### What needs to be done
Only a number is wanted here, namely how many lines of the data contain the string "wicker".

### Listed entries
****

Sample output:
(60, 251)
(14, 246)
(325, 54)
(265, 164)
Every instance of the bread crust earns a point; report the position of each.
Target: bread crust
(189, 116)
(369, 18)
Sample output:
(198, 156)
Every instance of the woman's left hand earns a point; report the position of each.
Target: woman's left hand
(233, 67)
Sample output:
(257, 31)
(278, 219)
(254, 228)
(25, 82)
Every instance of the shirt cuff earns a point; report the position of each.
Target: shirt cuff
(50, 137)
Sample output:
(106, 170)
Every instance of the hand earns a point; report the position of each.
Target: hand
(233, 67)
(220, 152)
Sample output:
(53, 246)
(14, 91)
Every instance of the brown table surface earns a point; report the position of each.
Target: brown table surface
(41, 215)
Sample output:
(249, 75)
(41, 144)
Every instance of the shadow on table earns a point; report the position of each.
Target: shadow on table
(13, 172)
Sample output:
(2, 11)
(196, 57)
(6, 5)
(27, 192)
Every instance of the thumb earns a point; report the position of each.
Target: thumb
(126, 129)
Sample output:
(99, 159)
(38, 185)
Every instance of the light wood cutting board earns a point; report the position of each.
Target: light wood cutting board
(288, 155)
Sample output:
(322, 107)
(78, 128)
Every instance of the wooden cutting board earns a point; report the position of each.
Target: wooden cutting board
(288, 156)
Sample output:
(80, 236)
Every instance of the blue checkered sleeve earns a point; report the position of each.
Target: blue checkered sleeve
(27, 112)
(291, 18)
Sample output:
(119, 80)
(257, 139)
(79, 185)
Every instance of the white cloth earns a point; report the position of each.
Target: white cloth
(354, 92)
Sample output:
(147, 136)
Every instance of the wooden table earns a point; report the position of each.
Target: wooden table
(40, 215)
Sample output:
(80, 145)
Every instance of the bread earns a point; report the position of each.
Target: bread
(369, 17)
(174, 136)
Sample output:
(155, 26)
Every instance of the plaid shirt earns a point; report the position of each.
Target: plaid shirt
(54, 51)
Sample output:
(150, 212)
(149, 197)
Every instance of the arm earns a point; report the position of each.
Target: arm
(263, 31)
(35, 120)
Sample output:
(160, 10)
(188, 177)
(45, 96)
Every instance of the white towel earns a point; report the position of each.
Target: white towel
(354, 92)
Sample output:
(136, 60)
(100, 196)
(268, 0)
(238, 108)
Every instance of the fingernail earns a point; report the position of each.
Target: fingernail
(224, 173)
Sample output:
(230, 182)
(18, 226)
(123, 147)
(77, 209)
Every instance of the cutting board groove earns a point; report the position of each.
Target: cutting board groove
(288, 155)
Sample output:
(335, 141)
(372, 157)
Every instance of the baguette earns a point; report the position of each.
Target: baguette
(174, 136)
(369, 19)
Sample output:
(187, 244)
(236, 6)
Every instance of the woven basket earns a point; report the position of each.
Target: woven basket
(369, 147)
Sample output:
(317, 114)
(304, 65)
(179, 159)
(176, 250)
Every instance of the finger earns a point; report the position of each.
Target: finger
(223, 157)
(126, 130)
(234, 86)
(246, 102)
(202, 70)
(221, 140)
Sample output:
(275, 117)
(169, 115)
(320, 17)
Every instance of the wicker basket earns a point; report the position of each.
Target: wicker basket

****

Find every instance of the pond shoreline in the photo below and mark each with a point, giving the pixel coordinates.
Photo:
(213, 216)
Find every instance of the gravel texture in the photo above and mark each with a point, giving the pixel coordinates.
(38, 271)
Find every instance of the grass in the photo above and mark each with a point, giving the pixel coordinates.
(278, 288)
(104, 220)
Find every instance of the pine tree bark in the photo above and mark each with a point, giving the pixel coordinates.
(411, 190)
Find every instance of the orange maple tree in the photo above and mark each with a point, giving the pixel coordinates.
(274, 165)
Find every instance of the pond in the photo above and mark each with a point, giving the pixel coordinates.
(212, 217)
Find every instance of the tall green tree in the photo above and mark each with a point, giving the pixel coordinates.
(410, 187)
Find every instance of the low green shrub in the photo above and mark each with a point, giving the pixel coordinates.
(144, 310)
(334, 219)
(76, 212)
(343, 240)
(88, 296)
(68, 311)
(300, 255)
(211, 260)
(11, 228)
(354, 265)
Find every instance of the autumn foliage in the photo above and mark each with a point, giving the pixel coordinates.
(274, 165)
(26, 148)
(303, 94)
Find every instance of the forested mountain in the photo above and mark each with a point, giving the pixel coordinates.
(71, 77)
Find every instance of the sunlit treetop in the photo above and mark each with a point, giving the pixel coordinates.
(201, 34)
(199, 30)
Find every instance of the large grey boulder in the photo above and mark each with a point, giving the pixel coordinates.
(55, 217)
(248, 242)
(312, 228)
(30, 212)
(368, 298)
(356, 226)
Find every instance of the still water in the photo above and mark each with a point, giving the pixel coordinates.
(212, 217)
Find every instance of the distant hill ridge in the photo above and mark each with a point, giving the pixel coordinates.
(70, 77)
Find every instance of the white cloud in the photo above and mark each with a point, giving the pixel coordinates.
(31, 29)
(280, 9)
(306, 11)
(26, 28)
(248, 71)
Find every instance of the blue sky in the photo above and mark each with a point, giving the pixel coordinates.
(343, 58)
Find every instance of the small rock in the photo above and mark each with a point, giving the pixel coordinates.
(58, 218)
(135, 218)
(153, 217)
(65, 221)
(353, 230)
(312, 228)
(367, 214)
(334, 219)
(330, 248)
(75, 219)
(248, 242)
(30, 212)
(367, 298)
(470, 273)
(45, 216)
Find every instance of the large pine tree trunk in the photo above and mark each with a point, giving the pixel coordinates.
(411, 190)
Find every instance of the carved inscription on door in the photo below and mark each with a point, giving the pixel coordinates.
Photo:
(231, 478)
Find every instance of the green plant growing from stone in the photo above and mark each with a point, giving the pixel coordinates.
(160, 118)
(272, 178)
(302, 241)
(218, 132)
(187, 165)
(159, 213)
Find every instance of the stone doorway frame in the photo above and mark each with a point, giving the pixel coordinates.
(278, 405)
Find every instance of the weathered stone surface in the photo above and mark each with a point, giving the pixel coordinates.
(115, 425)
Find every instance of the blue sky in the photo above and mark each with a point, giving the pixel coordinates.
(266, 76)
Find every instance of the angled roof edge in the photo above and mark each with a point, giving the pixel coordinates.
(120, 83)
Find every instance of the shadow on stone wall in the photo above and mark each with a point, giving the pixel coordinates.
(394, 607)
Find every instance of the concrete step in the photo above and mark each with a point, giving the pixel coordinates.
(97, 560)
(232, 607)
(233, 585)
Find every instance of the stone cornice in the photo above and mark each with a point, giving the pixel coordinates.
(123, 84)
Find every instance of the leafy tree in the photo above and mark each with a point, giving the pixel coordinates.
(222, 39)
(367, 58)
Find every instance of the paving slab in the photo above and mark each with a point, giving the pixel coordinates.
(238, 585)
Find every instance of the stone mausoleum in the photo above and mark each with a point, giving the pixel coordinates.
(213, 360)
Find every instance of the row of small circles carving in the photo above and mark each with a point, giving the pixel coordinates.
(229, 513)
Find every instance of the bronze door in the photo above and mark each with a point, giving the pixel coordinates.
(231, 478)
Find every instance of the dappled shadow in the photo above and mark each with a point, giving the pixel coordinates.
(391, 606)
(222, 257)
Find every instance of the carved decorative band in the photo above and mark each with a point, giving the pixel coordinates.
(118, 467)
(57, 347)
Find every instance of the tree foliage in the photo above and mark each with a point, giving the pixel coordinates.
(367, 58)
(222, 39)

****

### Problem solution
2